— START DOCUMENT EXTRACT —

Pavement surfaces with distresses, potholes, or rutting are likely to have more severe crashes in all road types, as plotted in Fig 5a. This is likely due to the challenges in maneuvering vehicles on such poorly maintained road surfaces, especially on high-speed roads with less time to react [55].
According to Fig 5b, AVC on straight roads have more possibilities to result in injuries and fatalities when they occur on vacation, possibly due to over-speeding. The spread of blue dots with positive SHAP values in road sections with horizontal curvatures indicates that roads with curvatures are more sensitive to severe crashes, even without a rush for holiday trips. The scatter plot of road geometry in Fig 3 also suggests that AVC on horizontal curves are more vulnerable to severe crashes, possibly due to the limited visibility of the driver on the curves, leading to reduced reaction time. This finding is also evident in the work of Gharraie and Sacchi [23] and Savolainen and Ghosh [20].
Road safety and maintenance items
Fig 6a shows the interaction effects of speed bumps and road type. The presence of speed bumps (whether in good or bad conditions) is likely to have a positive influence on severe outcomes of crashes occurring on divided and undivided roads. While speed bumps were associated with increased severity, this may reflect confounding due to road environment or driver behavior (e.g., speeding, limited visibility), rather than the speed bumps themselves. For instance, in rural areas where the speed limit is 80 kph or above, it is plausible that drivers, who may be distracted by mobile devices or impaired by limited night vision, could lose control of their vehicles upon encountering a sudden speed bump. This could lead to collisions with either animals, fixed objects, tripped rollovers, or rear-end crashes due to sudden vehicle braking.
Fig 6b shows the interaction effects of side fencing with road type. The scatter plot reveals a positive association of severe crashes in freeways when the side fencing is in a state of bad condition (either worn out or bent) which can lead to animal exposure on roads. The absence of side fences also increases the likelihood of injuries and fatalities on freeways and undivided rural roads. Although not related to severity, presence of well-designed and maintained side fencing alongside roads was found to be an effective way in reducing animal-vehicle collisions, as reviewed by Hedlund, Curtis [56].
Environmental feature
Animal-vehicle collisions in adverse weather conditions are expected to have severe outcomes, as depicted in the SHAP summary plot (Fig 3). This finding is supported by the studies of Rahman, Das [26] and Gharraie and Sacchi [23]. Adverse weather conditions, such as rain or sandstorms, can create visibility hazards and reduce surface friction, increasing the likelihood of severe crashes [57]. However, the impact of these conditions on the model is relatively low compared to other variables. This may be due to the small proportion of crash occurrences (2%) in adverse weather conditions in the dataset.
Other crash contributory variables
For animal type, Fig 3 suggests that collisions with camels (represented by blue spreads) have a positive influence on the severe crashes. Being heavier and taller compared to other animal types in KSA, the possibility of more injuries and fatalities from camel-vehicle collisions is expected.
Regarding vacation, the SHAP summary plot (Fig 3) indicates that crashes occurring during vacation periods (represented by red spreads) are more likely to result in severe outcomes. Almannaa, Zawad [58]) also found vacation to be one of the contributing parameters towards overall fatal crashes in KSA. During vacation periods, the likelihood of crashes increases, particularly in rural locations. These incidents often involve multiple vehicles, angular collisions, rear-end collisions, and instances where restraints are not used [59].

— END DOCUMENT EXTRACT —

> **EXERCISE REQUIREMENTS**
**a)** List every study the crash-severity passage cites by author name, with its reference number.
**b)** Echo the records word for word, starting with the line that contains "query | tub surround" and going on through the last line of the records.
The records that come next bear no relation to the crash-severity passage.

— START DATASET —

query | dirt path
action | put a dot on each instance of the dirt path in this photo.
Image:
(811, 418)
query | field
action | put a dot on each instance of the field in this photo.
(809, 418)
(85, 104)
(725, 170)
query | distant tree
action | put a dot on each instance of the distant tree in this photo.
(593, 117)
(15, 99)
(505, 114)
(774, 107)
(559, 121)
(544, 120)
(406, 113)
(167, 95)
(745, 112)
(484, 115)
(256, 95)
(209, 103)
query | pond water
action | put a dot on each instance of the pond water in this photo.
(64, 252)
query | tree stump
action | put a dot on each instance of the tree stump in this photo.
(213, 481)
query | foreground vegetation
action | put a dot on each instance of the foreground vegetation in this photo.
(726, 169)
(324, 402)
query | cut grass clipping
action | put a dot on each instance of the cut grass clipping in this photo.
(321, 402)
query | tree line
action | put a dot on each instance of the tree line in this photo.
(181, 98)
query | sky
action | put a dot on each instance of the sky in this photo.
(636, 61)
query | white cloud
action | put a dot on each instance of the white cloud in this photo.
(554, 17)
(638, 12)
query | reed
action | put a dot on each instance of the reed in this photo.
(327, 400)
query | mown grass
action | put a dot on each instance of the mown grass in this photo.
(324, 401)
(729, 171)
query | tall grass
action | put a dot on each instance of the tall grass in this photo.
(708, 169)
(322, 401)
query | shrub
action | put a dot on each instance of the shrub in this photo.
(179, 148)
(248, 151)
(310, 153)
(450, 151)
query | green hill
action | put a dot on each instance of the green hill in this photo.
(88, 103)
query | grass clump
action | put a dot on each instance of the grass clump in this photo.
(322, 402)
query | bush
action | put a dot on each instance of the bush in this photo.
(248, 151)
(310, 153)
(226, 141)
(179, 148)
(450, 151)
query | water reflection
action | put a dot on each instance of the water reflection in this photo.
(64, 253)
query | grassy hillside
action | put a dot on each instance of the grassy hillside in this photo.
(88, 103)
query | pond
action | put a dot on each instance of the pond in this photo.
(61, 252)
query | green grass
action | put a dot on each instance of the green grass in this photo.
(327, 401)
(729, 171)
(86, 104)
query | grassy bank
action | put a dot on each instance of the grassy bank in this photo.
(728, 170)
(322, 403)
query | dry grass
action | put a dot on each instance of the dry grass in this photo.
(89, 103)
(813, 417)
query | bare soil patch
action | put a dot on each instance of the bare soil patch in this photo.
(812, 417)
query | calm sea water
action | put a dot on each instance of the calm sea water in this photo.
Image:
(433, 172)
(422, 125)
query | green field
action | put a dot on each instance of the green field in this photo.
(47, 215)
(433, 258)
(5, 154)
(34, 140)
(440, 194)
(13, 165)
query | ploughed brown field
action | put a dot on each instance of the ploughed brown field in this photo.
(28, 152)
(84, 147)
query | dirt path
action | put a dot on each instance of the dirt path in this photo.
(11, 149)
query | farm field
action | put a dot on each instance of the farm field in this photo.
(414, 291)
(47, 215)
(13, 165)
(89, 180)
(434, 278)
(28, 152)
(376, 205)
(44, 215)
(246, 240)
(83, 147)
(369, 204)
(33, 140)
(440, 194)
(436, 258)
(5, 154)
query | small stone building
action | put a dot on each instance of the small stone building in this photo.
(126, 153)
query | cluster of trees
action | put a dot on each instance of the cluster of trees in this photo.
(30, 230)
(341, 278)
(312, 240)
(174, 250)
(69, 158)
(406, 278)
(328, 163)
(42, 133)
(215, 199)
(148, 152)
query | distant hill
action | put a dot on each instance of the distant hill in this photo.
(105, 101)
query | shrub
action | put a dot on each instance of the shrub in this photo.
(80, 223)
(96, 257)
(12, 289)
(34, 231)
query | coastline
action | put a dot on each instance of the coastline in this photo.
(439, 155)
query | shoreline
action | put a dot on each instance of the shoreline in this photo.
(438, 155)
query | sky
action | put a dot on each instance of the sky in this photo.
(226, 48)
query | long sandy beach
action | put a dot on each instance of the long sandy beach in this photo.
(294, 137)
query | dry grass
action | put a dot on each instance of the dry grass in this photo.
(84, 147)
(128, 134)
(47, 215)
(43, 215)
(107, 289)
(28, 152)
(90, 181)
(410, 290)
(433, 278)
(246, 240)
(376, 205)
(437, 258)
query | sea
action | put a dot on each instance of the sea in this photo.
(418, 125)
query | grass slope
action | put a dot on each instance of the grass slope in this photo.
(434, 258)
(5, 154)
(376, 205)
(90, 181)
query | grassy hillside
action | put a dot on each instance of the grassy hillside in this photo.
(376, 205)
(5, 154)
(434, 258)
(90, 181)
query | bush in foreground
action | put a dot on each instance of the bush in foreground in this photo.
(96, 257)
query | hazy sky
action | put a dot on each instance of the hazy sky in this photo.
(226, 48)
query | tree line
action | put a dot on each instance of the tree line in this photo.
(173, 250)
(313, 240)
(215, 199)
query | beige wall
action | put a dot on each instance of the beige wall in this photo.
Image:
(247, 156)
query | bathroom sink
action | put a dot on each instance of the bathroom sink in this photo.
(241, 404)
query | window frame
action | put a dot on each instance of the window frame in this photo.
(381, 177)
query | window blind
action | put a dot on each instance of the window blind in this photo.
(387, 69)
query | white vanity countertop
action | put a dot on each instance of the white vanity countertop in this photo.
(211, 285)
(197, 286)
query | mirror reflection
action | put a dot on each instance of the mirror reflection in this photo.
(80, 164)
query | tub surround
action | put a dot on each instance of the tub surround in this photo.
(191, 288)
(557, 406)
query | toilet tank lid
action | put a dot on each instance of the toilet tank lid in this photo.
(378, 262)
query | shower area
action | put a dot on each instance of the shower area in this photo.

— END DATASET —

> **FINAL RESULTS**
**a)**
Gharraie and Sacchi [23]
Savolainen and Ghosh [20]
Hedlund, Curtis [56]
Rahman, Das [26]
Almannaa, Zawad [58]

**b)**
query | tub surround
action | put a dot on each instance of the tub surround in this photo.
(191, 288)
(557, 406)
query | toilet tank lid
action | put a dot on each instance of the toilet tank lid in this photo.
(378, 262)
query | shower area
action | put a dot on each instance of the shower area in this photo.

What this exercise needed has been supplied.